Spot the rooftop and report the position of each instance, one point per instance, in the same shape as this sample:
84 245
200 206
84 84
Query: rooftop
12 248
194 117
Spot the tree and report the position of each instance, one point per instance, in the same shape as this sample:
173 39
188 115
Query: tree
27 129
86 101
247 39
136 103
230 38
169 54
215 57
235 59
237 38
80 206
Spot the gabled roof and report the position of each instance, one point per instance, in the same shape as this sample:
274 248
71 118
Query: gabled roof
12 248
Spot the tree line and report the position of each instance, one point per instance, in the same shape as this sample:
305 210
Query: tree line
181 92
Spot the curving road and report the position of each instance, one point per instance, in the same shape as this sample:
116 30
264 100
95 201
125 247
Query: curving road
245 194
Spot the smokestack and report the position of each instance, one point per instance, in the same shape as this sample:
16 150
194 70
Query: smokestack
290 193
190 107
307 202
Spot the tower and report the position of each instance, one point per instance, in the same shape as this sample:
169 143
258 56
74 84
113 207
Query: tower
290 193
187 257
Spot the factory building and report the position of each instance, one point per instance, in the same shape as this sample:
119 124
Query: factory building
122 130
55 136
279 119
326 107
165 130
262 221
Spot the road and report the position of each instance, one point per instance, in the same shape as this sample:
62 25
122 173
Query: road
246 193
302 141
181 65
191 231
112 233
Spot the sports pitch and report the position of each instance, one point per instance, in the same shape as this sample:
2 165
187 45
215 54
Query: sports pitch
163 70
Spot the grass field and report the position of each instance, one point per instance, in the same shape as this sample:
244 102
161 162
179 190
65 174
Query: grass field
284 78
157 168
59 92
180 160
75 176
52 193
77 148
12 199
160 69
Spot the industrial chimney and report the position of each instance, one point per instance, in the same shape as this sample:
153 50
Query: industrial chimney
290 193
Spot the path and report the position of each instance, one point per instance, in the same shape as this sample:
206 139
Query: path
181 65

· · ·

# [WRITTEN PROBLEM]
Transcribe the full listing above without leaving anything out.

# [ANSWER FOR THIS EXERCISE]
Spot the rooftop and report the position of each instance, one point per instance, in the same shape as this sample:
84 245
200 206
84 84
Query: rooftop
12 248
194 117
Spot the tree and report the position of each instance, one point per instance, in the same shape as this sample:
173 39
188 115
Query: tree
27 129
86 101
247 39
136 103
230 38
169 54
215 57
235 59
237 38
80 206
Spot the gabled roof and report the position of each instance, one point per instance, in the same shape as this sample:
274 248
71 118
Query: gabled roof
12 248
Spot the tree line and report the position of each instance, one point per instance, in the same shape as this sample:
305 210
Query: tree line
181 92
Spot the curving road and report the position of each instance, one point per instance, in the same shape as this sample:
116 30
264 100
95 201
125 247
Query: curving road
245 194
Spot the smokestack and report the position of each instance, one point per instance, in the same shape as this sample:
16 150
194 70
Query: smokestack
290 193
190 107
307 202
Spot the tower and report the position of each instance, one point per instance, in the same shape as this sample:
169 143
258 56
74 84
113 207
Query: tower
290 193
187 257
Spot the factory building and report the position of each instance, one point per instance, in the same shape as this sample:
119 124
Query: factory building
122 130
55 136
279 119
326 107
165 130
262 221
Spot the road and report the position of each instance, one point per instance, in the same shape as this sample:
62 25
122 173
Query: road
246 193
302 141
181 65
191 231
112 233
Spot the sports pitch and report the position of each instance, one point per instance, in the same shape as this sample:
2 165
187 45
215 54
Query: sports pitch
163 70
Spot the grass field and report the position of each instance, one point per instance, in the same shape as this sample:
244 102
161 162
179 190
65 174
Query: grass field
284 78
157 168
59 92
180 160
75 176
52 193
77 148
12 199
160 69
Spot the industrial chimney and report the position of each instance, one point per instance, in the same shape as this sample:
153 50
Query: industrial chimney
290 193
Spot the path and report the position of each instance, one point per instance, in the same shape as this sample:
206 139
Query: path
181 65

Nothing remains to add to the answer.